**The problem:** Copy everything in the material from the line containing "Isolate the blue" down to the line containing "0,20,528,349", including both of those lines, without changing anything.

Stored data entries
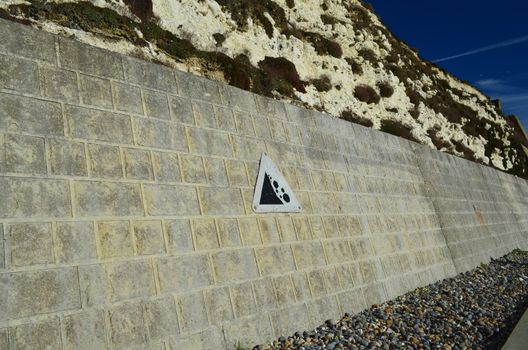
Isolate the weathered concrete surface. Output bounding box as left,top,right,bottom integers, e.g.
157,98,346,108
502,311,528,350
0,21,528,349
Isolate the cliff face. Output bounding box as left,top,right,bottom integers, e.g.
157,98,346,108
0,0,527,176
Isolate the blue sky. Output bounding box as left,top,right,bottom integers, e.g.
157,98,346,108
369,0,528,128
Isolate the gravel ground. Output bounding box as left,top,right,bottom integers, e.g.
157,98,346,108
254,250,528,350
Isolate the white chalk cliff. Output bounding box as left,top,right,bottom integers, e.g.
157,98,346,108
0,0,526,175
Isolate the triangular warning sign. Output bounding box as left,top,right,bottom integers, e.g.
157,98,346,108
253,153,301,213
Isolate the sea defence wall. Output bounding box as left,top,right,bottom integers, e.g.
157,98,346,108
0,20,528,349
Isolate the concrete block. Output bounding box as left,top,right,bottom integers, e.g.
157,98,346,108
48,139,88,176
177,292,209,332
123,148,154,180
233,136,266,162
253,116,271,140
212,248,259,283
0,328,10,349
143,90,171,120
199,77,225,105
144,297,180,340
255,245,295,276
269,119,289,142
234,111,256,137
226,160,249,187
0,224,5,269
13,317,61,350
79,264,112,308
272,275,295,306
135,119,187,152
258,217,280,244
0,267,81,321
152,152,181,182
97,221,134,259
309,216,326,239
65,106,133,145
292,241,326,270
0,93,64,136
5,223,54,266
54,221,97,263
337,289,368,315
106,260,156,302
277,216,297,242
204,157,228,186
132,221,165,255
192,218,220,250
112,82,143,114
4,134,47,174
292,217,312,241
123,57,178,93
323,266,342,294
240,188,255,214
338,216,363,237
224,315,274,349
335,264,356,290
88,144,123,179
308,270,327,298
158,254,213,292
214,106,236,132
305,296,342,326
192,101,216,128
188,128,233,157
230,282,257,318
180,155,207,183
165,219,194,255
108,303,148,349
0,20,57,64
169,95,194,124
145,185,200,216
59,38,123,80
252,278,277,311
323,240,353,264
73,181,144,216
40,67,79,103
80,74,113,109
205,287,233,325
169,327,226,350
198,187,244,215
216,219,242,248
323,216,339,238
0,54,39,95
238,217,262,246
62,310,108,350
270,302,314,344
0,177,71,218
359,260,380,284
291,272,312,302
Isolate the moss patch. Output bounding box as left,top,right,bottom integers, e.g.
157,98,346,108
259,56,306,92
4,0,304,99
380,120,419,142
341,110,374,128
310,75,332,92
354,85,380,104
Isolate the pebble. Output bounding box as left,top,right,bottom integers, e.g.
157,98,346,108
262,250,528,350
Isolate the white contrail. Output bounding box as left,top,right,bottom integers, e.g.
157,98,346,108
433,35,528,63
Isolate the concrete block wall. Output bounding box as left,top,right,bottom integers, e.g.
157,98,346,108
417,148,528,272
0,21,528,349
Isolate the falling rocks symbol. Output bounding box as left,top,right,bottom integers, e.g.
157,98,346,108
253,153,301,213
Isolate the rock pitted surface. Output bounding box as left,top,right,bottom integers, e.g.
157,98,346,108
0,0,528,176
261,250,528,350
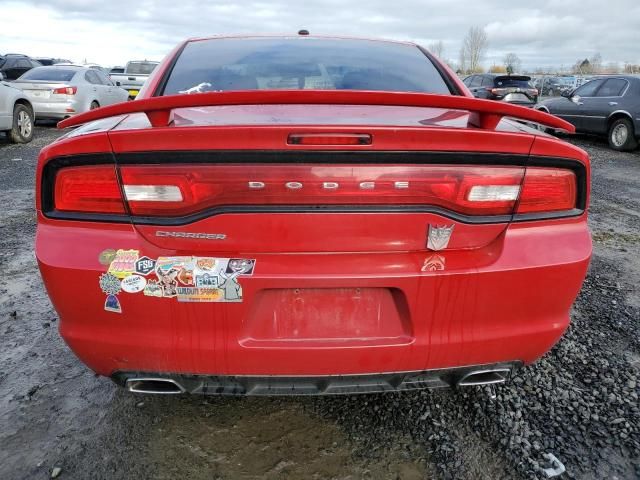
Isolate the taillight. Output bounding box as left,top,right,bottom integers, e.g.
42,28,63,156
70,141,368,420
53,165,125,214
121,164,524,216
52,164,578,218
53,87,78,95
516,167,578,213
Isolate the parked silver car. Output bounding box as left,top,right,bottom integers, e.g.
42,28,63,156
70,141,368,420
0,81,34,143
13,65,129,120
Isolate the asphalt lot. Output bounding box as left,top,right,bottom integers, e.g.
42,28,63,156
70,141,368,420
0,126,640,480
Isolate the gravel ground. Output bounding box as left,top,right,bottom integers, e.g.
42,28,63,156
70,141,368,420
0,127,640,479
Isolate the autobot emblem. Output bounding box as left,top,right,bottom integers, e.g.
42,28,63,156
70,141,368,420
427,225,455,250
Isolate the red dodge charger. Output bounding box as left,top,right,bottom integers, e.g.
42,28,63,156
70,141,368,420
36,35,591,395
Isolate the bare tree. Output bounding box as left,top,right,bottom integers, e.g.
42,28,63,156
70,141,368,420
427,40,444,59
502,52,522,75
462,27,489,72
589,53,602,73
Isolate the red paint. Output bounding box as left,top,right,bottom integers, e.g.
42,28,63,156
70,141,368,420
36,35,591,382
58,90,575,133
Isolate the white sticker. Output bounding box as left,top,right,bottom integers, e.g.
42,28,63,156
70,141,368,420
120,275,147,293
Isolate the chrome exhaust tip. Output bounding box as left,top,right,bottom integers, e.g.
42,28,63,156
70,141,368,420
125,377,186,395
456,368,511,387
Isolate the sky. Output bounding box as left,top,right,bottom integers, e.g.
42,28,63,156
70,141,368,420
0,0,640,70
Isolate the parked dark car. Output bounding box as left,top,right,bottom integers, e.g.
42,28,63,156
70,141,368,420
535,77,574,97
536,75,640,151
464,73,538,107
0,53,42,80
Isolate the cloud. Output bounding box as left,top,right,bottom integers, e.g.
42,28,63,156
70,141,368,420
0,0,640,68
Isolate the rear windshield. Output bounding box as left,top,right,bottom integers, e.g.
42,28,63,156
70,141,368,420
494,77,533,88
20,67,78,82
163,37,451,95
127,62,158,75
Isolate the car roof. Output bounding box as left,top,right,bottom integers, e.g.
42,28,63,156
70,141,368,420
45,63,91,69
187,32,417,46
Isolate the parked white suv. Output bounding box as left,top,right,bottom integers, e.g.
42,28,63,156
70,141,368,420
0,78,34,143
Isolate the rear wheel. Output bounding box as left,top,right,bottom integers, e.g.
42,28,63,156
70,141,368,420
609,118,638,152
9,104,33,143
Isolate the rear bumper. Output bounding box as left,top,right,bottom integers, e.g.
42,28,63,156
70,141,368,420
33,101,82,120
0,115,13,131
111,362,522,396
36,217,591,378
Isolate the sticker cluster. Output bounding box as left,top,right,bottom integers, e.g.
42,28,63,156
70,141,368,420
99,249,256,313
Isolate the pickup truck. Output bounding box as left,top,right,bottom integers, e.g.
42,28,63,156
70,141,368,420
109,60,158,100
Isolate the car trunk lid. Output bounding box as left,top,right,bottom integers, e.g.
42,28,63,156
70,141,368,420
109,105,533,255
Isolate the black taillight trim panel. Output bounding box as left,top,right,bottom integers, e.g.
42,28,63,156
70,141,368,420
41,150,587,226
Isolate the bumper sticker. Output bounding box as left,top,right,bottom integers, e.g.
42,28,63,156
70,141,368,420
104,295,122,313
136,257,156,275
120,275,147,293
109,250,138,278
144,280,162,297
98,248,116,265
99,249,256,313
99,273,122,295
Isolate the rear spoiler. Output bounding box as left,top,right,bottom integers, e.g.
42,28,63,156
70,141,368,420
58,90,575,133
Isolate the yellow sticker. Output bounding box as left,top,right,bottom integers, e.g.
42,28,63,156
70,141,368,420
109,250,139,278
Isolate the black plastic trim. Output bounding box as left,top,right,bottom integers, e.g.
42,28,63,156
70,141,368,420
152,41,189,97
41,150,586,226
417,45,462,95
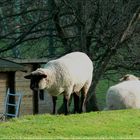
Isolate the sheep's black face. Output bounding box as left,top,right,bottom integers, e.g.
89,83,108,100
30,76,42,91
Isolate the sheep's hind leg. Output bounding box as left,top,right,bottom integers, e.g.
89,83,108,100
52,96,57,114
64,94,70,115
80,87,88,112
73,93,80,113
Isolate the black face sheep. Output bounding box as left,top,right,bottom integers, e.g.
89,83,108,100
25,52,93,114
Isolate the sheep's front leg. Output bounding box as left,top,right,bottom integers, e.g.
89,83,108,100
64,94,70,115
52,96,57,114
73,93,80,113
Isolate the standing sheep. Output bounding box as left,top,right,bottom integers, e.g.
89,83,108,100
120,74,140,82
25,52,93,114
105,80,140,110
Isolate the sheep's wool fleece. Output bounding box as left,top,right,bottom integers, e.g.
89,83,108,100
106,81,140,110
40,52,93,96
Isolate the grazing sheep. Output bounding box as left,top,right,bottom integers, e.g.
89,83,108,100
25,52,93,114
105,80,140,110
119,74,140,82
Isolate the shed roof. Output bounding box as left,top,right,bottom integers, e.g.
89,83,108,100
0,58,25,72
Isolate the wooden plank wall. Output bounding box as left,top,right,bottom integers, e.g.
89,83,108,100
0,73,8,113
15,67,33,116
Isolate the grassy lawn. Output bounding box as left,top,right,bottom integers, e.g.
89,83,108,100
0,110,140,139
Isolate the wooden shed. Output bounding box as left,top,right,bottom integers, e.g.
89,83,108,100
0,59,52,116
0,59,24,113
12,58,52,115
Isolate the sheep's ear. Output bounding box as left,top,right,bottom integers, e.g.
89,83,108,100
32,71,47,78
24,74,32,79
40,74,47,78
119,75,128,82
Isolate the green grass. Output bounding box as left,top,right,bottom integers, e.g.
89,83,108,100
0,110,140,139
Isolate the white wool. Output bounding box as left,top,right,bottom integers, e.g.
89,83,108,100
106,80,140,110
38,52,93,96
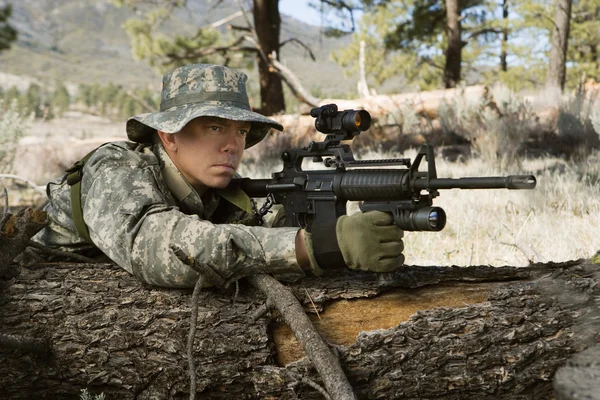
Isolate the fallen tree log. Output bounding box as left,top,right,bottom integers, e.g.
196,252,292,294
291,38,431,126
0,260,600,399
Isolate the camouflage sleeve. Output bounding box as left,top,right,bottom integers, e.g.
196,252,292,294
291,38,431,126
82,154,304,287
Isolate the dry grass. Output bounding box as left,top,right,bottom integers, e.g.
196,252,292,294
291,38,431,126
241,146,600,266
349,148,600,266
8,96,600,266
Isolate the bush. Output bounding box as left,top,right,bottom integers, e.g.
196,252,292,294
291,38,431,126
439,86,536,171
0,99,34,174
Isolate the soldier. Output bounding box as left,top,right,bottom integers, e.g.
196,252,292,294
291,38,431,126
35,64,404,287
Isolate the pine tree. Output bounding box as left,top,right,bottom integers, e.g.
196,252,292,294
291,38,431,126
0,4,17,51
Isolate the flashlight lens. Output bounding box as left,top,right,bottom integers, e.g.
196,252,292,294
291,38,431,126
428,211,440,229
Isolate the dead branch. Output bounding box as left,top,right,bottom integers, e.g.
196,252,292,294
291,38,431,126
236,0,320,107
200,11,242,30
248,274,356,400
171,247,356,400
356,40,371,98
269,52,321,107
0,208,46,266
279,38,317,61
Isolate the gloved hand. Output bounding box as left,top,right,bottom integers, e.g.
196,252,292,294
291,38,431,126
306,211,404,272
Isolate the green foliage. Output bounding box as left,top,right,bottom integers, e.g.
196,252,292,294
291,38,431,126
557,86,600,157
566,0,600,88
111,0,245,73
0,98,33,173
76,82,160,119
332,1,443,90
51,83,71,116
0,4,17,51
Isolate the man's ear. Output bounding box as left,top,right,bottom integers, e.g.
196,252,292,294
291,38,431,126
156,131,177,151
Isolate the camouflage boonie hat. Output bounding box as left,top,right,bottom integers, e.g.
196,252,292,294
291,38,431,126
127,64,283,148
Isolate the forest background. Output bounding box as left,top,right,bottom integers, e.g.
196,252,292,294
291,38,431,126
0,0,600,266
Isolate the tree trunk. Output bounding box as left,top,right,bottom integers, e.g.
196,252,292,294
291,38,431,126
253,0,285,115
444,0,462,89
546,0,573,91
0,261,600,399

**Task output:**
Isolate the blue sky. Output bounding box as left,top,right,bottom integers, e.g.
157,98,346,108
369,0,528,128
Isolate the gravel ground. Output bounding box as left,top,right,bottom integers, e.g.
157,98,346,108
254,250,528,350
Isolate the white chalk cliff. Output bounding box as left,top,right,bottom integers, e.g.
157,98,346,108
0,0,526,175
Isolate the triangular warning sign. Output bounding box as left,top,right,bottom integers, e.g.
157,98,346,108
253,153,301,213
Isolate the sea defence wall. Output bounding box as left,top,right,bottom integers, e.g.
157,98,346,108
0,20,528,349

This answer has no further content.